- The problem: Everything in the records must be copied exactly except the pictures.

- Record set:
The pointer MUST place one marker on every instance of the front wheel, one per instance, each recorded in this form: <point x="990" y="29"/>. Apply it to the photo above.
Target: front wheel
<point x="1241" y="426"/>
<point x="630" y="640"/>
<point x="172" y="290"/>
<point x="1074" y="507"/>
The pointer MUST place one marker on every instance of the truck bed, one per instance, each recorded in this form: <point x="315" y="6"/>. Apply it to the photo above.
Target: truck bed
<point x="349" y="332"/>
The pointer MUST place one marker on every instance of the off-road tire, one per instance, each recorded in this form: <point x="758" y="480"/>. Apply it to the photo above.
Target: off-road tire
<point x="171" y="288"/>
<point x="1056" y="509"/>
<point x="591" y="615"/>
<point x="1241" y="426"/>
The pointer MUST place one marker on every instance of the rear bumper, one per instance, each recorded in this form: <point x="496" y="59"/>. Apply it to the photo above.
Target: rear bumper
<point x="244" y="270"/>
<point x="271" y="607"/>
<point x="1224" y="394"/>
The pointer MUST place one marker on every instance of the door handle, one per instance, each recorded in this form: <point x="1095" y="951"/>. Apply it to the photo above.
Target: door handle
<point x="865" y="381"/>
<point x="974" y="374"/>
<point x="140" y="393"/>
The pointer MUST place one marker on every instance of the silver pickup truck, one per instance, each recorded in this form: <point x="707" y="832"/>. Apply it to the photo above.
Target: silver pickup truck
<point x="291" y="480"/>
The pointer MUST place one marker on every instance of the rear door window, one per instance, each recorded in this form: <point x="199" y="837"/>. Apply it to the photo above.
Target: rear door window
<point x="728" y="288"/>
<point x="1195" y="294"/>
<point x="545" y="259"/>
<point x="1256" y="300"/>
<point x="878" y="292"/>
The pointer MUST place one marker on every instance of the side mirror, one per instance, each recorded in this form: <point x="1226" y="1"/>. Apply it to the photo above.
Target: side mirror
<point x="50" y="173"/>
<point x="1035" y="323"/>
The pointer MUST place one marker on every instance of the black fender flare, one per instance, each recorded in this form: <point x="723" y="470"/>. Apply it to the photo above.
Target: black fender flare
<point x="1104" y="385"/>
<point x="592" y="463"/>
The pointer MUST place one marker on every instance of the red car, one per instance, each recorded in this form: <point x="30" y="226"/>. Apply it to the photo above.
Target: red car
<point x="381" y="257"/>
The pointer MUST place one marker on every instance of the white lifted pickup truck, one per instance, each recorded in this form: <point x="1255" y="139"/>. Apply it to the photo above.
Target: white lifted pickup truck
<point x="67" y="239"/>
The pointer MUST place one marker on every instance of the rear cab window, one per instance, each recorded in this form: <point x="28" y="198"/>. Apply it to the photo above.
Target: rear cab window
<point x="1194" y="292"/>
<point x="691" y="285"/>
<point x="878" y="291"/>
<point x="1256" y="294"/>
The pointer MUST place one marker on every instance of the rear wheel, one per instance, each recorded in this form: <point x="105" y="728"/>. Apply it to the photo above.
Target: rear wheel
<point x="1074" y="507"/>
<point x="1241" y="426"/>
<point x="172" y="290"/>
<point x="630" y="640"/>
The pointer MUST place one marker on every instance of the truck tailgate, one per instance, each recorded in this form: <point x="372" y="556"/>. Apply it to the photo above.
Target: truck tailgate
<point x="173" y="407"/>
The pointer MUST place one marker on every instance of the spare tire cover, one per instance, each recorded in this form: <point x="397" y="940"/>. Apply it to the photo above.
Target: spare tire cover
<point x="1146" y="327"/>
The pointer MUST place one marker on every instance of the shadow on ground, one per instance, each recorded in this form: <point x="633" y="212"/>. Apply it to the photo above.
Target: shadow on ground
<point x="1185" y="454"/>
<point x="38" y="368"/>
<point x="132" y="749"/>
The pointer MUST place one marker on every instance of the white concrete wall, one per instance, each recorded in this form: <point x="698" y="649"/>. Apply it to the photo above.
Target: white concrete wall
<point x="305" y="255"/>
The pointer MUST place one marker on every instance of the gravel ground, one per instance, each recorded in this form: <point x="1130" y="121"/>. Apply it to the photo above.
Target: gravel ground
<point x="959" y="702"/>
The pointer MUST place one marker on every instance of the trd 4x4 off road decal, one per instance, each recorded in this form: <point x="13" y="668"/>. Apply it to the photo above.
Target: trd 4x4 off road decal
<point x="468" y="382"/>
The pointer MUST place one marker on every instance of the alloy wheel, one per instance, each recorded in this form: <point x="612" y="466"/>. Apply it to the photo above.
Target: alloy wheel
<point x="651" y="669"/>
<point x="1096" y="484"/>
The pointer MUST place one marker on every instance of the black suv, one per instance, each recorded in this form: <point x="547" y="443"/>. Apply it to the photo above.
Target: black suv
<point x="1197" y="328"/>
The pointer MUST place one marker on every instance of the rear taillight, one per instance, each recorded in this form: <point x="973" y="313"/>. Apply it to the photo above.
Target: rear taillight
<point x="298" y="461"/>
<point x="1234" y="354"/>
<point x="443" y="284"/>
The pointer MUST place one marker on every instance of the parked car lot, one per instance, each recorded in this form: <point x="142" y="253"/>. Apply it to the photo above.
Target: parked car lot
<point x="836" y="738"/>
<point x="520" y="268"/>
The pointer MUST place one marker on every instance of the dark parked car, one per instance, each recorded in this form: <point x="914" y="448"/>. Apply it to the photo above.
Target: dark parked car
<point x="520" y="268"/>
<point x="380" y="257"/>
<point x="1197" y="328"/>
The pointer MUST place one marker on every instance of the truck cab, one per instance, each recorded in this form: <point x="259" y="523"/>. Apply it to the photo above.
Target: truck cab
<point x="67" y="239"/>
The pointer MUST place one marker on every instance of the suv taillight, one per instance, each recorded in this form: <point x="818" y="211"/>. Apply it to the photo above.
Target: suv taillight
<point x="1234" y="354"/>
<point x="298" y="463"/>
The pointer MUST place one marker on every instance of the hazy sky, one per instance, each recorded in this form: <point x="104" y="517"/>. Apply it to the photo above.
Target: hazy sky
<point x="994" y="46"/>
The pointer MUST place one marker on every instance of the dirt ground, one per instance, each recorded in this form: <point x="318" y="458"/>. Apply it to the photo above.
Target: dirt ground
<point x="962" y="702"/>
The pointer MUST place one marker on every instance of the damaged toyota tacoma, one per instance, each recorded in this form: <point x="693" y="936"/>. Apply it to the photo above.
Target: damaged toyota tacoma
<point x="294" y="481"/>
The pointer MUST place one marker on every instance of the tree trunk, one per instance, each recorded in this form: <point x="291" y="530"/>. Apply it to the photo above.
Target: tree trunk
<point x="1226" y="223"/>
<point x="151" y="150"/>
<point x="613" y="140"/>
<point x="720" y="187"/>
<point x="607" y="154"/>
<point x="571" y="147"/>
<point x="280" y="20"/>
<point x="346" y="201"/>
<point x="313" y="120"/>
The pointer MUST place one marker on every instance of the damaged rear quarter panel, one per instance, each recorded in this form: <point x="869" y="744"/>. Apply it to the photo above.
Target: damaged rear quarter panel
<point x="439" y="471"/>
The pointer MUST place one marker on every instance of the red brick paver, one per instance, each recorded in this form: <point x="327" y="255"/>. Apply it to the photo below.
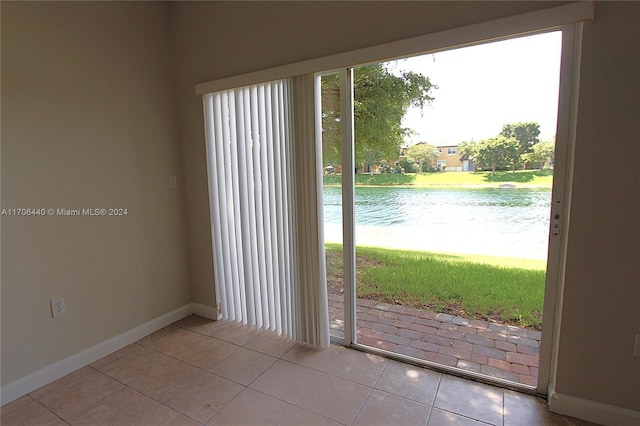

- Written solution:
The pointer MUST place one marker on every instance of the front wheel, one per instance, each recorded in this form: <point x="990" y="29"/>. Apply it to the photo above.
Target: front wheel
<point x="1241" y="426"/>
<point x="630" y="640"/>
<point x="172" y="290"/>
<point x="1074" y="507"/>
The pointer MUST place one marker on every instance of the truck bed, one per instance, each recorded in this form: <point x="315" y="6"/>. Apply it to the photo above.
Target: truck bed
<point x="349" y="332"/>
The pointer MUST place one marker on every instance of the off-road tire, one per instance, each recorded in this form: <point x="758" y="480"/>. Apply it to the photo above.
Target: off-road tire
<point x="171" y="288"/>
<point x="1056" y="509"/>
<point x="591" y="615"/>
<point x="1241" y="426"/>
The pointer MUST place one marker on every instance of the rear bumper, one per instance, each recorded in this form: <point x="496" y="59"/>. Apply it to the photo above.
Target: rear bumper
<point x="244" y="270"/>
<point x="271" y="607"/>
<point x="1224" y="394"/>
The pointer MUST place one marker on every instance of the door handle, one per instance, each recorded in this form: <point x="1095" y="951"/>. Apply it to the photo above.
Target: door handle
<point x="865" y="381"/>
<point x="974" y="374"/>
<point x="140" y="393"/>
The pointer MUST place one marker on every instance of the silver pickup truck, one per instance, each recorded in this form: <point x="707" y="832"/>. Apply it to the photo above.
Target: silver pickup truck
<point x="291" y="480"/>
The pointer MUST place one marker on every instance of the rear door window, one per instance, each recorded in this form: <point x="199" y="837"/>. Apply it to the photo above.
Target: rear door window
<point x="728" y="288"/>
<point x="1195" y="294"/>
<point x="545" y="259"/>
<point x="1256" y="300"/>
<point x="878" y="292"/>
The pointer MUST place one marker on every instance of the side mirror, one per instance, each recorded in this form: <point x="1226" y="1"/>. Apply it to the photo above.
Target: side mirror
<point x="50" y="173"/>
<point x="1035" y="323"/>
The pointer MUST place one marker on every instance of the black fender flare, one per instance, each recorded in this form: <point x="723" y="470"/>. Apply it to the photo above.
Target: black fender flare
<point x="1104" y="385"/>
<point x="592" y="463"/>
The pointer MUST place one marker on every instance of the red car, one per instance, each recorded in this form: <point x="30" y="226"/>. Apply it to the photo above.
Target: red car
<point x="381" y="257"/>
The pointer MUST place one marker on every instance of the white lifted pickup truck, one per instance, each recorded in this form: <point x="1255" y="139"/>. Apply it to the photo above.
Target: white lifted pickup truck
<point x="67" y="239"/>
The pointer MUST place one marker on every instance of the rear cab window, one per instance, each recorded in this form: <point x="28" y="198"/>. Apply it to the photo above.
Target: rear cab window
<point x="1194" y="292"/>
<point x="691" y="285"/>
<point x="878" y="291"/>
<point x="1256" y="294"/>
The pointer MUST place one marker on every instance of the rear wheel, one per instance, each recorded in this form: <point x="105" y="728"/>. Apply it to the photo above.
Target: rear wheel
<point x="1074" y="507"/>
<point x="1241" y="426"/>
<point x="172" y="290"/>
<point x="630" y="640"/>
The pointer MUST place one marker on every instance of the truck tailgate, one per instance, each recorded in this form: <point x="372" y="556"/>. Apply it to the photo above.
Target: truck tailgate
<point x="173" y="407"/>
The pointer MUST place one marker on every instance of the spare tire cover, one per instance, each recorded in this form: <point x="397" y="940"/>. Apply it to the photo above.
Target: spare tire cover
<point x="1146" y="327"/>
The pointer MUST place one marker on every instance of the shadow on ground, one per instance, each recorded in this form: <point x="633" y="212"/>. Apply it to the photo above.
Target: shadow on ground
<point x="1185" y="454"/>
<point x="38" y="368"/>
<point x="132" y="749"/>
The pointer MUST place one marker on every instance of the white concrete wall, one per instance, each recorded in this form: <point x="698" y="649"/>. Apply it to the photo above.
Target: white concrete wall
<point x="305" y="255"/>
The pointer MUST place one marker on every instance of the gravel ground, one per instance, each recorded in this form: <point x="1130" y="121"/>. Apply it to the photo above.
Target: gravel ground
<point x="959" y="702"/>
The pointer MUST place one marker on every instance of the trd 4x4 off road decal, one per instance, each recorded in this form: <point x="13" y="668"/>. Apply it to the photo above.
Target: trd 4x4 off road decal
<point x="468" y="382"/>
The pointer MUST place one marker on every instance of the alloy wheel, one per instance, each recorded in this form: <point x="612" y="466"/>. Apply it to the photo above.
Target: alloy wheel
<point x="651" y="669"/>
<point x="1096" y="484"/>
The pointer MUST place one marker on every instance of the black suv, one per instance, each recorded in this form: <point x="547" y="443"/>. Apply it to the photo above.
Target: black suv
<point x="1197" y="328"/>
The pointer MUST place one marker on every instance of the rear taillight, one per instance, each recorded in this form: <point x="973" y="313"/>. Apply it to the photo above.
Target: rear taillight
<point x="298" y="461"/>
<point x="1234" y="354"/>
<point x="443" y="284"/>
The pointer MUST place one marker on every instance of the parked car lot, one per instance, each recorded in this form: <point x="142" y="253"/>. Apply it to the photo above.
Target: parked car lot
<point x="836" y="738"/>
<point x="520" y="268"/>
The pointer MUST place one marker on every instance of the dark parked car, one per instance, each recorded in this form: <point x="914" y="448"/>. Apply it to the photo above.
Target: dark parked car
<point x="520" y="268"/>
<point x="380" y="257"/>
<point x="1197" y="328"/>
The pointer MUST place one marker on every instance of the truck cab, one per instance, each recorded in this form: <point x="259" y="523"/>. Apply it to the photo above.
Target: truck cab
<point x="67" y="239"/>
The pointer MUST place one marker on every instance of the suv taillight, one per instance, each recorded in this form: <point x="818" y="211"/>. Apply it to the photo above.
Target: suv taillight
<point x="1234" y="354"/>
<point x="298" y="463"/>
The pointer MUST place one marker on every instance of the hazy sky, one per instance, each recorded in this form: <point x="104" y="517"/>. Apply it to the photo above.
Target: hazy sky
<point x="994" y="46"/>
The pointer MUST place one marker on every instance of the dirt ground, one per instance, each recorded in this form: <point x="318" y="458"/>. Apply it to the photo above.
Target: dirt ground
<point x="962" y="702"/>
The pointer MUST place one marker on every instance of the damaged toyota tacoma, one per instance, each recorded in this form: <point x="693" y="936"/>. Apply it to the photo above.
Target: damaged toyota tacoma
<point x="294" y="481"/>
The pointer MUST place one marker on every instance of the tree trunk, one per instance, each recorded in this form: <point x="291" y="530"/>. Apply it to the photo above.
Target: tree trunk
<point x="1226" y="223"/>
<point x="151" y="150"/>
<point x="613" y="140"/>
<point x="720" y="187"/>
<point x="607" y="154"/>
<point x="571" y="147"/>
<point x="280" y="20"/>
<point x="346" y="201"/>
<point x="313" y="120"/>
The pointer MUST place one marker on every instance of the damaged rear quarter panel, one per instance, each recorded in this form: <point x="869" y="744"/>. Apply it to the photo above.
Target: damaged rear quarter panel
<point x="439" y="471"/>
The pointer MUST place one marker on every instance of the red brick paver, one per instance, each recorded in this form: <point x="327" y="255"/>. Apply it to the photo below.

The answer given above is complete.